-- BEGIN Record list --

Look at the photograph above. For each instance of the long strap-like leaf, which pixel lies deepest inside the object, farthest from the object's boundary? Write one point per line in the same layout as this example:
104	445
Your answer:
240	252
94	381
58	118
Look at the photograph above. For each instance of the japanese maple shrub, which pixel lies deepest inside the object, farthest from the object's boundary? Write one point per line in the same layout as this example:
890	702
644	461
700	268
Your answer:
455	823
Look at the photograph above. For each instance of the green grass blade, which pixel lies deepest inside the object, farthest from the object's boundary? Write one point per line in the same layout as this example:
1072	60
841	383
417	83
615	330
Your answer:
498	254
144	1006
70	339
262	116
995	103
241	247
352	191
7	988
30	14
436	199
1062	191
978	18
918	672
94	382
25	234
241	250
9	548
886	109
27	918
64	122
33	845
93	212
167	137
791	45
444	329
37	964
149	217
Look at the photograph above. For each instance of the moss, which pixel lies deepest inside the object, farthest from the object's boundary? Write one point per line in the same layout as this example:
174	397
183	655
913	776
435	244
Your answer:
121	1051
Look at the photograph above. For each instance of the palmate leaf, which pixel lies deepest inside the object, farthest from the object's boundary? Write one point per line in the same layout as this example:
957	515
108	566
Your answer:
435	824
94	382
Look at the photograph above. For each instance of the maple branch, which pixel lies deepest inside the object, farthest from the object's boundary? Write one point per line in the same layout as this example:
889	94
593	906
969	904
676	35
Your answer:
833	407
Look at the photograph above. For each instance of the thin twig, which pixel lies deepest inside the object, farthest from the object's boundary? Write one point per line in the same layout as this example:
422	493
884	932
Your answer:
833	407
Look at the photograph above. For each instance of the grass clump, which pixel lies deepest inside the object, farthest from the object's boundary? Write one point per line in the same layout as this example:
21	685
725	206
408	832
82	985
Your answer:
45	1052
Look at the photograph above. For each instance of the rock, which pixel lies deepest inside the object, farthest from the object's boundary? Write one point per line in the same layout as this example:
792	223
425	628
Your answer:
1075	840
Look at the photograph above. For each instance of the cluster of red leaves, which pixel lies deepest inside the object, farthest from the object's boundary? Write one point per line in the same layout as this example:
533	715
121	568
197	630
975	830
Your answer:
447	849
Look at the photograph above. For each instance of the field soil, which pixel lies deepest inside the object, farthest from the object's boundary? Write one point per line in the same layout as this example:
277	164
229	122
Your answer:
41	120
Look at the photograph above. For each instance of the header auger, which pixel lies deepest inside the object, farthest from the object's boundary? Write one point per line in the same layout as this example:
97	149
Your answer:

-- END Record list --

Task to complete
Copy out word for word the stretch of lines above, from the line containing "Look at the photograph above. For each instance of the header" through the end of the records.

Result of this exercise
Look at the photograph above. For each instance of the header auger, which pixel lies deepest inside the object, farthest from the object's boundary? Write one point per line in the same layout as this example:
97	149
Your answer:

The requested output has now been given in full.